## Exercício 1
As afirmações abaixo estão de acordo com o trecho sobre economia circular? Responda sim ou não a cada uma e cite as palavras do trecho que decidem a resposta. (a) Segundo a Onudi, a demanda aumentou 150% no mesmo período. (b) A economia circular mantém o modelo linear de produção – consumo – descarte. (c) O consumidor tornou-se menos atento aos impactos de seu estilo de vida.
## Exercício 2
De acordo com os dados da Onudi citados no trecho sobre economia circular, quanto mais valor econômico passou a ser extraído das matérias-primas nos últimos 30 anos?
## Exercício 3
Como fica em inglês esta frase do trecho sobre economia circular: "Nesse mesmo período, entretanto, a demanda aumentou 150%, evidenciando o descompasso entre os dois índices."?

## Trecho selecionado

============

Com recursos cada vez mais escassos, a indústria brasileira amplia sua atenção sobre novos modelos de produção e atuação
A sustentabilidade, de forma geral, é um tema que faz cada vez mais parte do cotidiano de empresas dos mais diversos segmentos. Nos últimos anos, no entanto, o consumidor tornou-se figura mais consciente, atenta aos impactos que seu estilo de vida gera ao Planeta, e essa mudança de paradigmas fez com que as marcas tivessem de adotar práticas sustentáveis na prática e não apenas no discurso, de modo a demonstrar ao público e ao mercado os valores que lhes são caros.
Nesse sentido, gigantes do mercado global têm se dedicado cada vez mais ao conceito de economia circular, que pressupõe uma verdadeira ruptura com o modelo econômico linear de produção – consumo – descarte. Dados da Organização das Nações Unidas para o Desenvolvimento Industrial (Onudi) reportam que, nos últimos 30 anos, o avanço tecnológico e o aumento da produtividade dos processos permitiram a extração de 40% mais de valor econômico das matérias-primas. Nesse mesmo período, entretanto, a demanda aumentou 150%, evidenciando o descompasso entre os dois índices.

============

## Extrato de dados
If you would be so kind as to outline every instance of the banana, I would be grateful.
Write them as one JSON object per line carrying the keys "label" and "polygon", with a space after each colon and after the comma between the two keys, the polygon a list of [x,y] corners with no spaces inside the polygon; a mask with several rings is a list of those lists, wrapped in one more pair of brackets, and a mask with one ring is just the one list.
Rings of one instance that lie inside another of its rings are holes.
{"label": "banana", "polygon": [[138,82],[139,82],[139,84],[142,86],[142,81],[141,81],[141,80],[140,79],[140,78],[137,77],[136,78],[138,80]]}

============

## Resposta completa 1
(a) Sim: "Nesse mesmo período, entretanto, a demanda aumentou 150%".
(b) Não: "pressupõe uma verdadeira ruptura com o modelo econômico linear de produção – consumo – descarte".
(c) Não: "o consumidor tornou-se figura mais consciente, atenta aos impactos que seu estilo de vida gera ao Planeta".

## Resposta completa 2
40% mais de valor econômico.

## Resposta completa 3
In that same period, however, demand rose 150%, highlighting the mismatch between the two indices.